For this exercise, output the line holding "Question. Indicate the orange" and all subsequent lines of the entries below, unchanged, up to and including the last.

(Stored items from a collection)
----------
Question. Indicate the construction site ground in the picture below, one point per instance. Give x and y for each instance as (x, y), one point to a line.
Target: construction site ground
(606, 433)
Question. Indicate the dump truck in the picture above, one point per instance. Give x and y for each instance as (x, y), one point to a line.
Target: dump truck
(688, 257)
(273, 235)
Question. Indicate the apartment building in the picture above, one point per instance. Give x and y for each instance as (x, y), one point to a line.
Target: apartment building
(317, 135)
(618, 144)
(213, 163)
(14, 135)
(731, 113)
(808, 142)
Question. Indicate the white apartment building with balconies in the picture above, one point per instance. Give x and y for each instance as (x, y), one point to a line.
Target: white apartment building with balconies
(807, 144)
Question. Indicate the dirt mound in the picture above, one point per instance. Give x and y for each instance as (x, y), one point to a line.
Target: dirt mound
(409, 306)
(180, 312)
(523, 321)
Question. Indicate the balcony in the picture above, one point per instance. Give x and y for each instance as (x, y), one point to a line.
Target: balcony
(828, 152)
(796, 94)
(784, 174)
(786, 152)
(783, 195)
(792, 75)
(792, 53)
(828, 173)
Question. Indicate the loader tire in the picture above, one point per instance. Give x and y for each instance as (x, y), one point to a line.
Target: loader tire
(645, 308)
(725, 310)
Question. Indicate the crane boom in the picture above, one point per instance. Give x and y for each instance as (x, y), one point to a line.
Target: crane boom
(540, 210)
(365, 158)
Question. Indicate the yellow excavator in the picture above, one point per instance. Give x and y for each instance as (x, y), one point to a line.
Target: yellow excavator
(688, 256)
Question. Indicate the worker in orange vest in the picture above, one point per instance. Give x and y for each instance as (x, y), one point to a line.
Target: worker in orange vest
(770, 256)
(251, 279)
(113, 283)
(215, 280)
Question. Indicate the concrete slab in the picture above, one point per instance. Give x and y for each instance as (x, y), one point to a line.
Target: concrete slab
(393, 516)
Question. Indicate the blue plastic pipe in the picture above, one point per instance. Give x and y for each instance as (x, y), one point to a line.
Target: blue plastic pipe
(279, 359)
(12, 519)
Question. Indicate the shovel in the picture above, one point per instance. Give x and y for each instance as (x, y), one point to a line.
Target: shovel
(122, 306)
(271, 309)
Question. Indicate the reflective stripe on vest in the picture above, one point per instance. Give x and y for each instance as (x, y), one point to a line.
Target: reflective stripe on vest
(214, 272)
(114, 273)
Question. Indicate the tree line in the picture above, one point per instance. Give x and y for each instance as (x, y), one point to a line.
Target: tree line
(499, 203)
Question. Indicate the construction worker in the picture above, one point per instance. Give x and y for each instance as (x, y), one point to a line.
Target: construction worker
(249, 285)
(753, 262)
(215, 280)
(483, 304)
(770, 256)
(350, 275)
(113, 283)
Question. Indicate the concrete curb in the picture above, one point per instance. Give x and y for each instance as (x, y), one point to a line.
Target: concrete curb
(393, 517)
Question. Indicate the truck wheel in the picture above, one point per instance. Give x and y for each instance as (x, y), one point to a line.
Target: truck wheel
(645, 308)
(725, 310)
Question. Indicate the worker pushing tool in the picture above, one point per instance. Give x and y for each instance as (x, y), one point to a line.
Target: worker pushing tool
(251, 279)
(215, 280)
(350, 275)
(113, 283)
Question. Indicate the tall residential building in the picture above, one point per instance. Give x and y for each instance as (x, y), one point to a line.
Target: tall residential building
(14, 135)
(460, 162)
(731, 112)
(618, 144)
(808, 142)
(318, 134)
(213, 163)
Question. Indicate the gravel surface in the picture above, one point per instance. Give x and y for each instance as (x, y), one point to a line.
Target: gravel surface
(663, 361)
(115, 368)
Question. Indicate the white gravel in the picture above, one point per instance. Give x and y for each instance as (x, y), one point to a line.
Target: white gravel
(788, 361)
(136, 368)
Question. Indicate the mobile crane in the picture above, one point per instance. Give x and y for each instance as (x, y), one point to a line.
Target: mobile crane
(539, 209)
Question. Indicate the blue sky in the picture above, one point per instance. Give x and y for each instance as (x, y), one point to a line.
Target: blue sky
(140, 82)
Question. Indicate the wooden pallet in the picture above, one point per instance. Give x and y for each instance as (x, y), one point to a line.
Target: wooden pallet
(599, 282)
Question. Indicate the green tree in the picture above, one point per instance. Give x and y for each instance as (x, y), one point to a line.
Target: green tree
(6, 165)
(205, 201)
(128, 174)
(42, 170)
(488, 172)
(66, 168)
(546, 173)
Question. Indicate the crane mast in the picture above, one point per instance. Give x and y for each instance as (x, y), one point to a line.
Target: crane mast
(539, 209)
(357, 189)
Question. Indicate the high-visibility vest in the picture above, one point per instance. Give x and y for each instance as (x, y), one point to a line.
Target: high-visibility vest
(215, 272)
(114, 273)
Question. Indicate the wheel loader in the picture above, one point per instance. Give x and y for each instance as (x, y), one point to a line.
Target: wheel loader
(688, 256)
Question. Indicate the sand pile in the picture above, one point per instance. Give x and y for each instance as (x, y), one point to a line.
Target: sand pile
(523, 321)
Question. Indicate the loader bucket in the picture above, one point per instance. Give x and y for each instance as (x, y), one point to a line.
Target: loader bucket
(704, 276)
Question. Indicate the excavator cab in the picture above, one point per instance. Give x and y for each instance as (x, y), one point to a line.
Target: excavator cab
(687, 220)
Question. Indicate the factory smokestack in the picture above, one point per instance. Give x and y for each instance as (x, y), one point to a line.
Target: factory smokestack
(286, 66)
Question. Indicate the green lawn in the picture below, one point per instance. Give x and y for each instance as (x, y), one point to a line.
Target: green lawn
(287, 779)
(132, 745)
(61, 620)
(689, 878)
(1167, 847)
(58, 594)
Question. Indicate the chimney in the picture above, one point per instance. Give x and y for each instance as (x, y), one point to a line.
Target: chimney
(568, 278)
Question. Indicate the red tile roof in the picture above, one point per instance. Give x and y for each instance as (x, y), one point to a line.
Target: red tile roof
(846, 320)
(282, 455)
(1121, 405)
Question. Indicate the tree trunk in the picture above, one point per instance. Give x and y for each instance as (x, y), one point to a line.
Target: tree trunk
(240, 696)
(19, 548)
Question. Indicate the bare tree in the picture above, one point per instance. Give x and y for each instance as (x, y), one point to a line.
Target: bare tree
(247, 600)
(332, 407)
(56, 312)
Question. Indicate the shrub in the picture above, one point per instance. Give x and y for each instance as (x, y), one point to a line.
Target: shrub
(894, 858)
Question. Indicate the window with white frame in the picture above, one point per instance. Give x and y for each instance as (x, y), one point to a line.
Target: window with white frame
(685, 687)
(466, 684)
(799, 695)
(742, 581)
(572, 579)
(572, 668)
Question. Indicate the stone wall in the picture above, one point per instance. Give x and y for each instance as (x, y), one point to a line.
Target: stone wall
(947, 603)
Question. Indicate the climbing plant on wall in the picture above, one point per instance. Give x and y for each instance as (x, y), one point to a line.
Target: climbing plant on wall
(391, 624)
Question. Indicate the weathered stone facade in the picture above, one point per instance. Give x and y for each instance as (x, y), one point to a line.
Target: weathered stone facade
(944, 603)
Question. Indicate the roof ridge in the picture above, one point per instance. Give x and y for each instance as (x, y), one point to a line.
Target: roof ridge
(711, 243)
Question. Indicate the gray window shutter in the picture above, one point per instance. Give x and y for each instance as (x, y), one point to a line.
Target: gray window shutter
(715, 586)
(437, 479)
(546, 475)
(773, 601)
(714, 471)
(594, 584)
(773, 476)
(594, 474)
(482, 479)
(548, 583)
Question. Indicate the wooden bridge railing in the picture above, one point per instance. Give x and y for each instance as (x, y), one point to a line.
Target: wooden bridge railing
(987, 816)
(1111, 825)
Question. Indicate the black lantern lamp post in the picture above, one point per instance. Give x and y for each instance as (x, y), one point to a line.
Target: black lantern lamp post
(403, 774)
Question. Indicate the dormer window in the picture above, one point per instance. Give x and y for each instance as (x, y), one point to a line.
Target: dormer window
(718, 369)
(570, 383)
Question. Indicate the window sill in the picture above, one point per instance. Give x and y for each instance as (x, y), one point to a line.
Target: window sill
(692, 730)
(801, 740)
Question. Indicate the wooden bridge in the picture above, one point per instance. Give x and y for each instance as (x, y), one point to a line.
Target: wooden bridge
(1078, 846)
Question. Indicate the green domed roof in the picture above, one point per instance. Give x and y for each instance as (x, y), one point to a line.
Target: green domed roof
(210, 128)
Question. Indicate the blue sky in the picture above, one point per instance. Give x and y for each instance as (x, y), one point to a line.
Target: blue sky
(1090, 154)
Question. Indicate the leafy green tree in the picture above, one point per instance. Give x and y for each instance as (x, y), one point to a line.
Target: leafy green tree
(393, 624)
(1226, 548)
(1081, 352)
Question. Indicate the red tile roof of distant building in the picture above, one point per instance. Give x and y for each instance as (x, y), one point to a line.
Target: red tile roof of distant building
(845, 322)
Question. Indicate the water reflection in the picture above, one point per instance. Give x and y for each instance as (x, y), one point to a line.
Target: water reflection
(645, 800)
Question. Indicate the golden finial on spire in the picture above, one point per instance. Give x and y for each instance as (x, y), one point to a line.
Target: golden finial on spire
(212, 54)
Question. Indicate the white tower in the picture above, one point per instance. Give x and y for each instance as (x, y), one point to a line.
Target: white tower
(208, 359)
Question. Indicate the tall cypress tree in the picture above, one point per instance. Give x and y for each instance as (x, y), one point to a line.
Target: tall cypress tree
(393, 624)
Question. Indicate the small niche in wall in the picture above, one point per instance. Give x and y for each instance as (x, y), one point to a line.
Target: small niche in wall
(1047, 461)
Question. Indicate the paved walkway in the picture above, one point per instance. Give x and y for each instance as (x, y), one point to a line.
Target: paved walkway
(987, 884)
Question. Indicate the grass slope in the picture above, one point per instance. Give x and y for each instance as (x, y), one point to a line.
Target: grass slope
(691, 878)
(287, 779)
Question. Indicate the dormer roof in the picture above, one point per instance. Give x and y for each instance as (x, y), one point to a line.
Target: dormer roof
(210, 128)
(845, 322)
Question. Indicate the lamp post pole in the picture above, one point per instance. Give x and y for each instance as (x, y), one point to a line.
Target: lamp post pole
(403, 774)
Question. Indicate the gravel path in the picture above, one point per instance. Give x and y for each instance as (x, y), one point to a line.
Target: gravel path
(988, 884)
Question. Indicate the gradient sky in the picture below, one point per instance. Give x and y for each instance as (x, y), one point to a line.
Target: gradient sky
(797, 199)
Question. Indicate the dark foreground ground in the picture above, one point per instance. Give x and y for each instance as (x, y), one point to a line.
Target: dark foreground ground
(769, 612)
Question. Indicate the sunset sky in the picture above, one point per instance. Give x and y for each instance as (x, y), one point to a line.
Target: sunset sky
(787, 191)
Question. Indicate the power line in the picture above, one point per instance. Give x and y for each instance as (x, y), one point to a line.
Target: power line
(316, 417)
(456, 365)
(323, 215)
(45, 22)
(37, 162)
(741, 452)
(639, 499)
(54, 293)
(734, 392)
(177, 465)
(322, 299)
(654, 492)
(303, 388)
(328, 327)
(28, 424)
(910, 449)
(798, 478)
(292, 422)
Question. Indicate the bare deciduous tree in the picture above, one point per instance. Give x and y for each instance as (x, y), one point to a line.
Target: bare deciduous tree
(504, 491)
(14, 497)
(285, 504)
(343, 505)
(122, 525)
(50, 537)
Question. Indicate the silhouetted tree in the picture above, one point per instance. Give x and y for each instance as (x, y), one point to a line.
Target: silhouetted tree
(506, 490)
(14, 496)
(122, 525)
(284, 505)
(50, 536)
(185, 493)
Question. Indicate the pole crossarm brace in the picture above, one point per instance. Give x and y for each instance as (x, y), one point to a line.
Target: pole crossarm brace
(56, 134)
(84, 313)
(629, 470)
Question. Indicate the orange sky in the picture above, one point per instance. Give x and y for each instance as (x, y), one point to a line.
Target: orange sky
----------
*YOUR SOLUTION*
Question. Indicate the orange sky in the picture above, one point per instance. Give x and y for each instance as (x, y), one point to a line.
Target: orange sky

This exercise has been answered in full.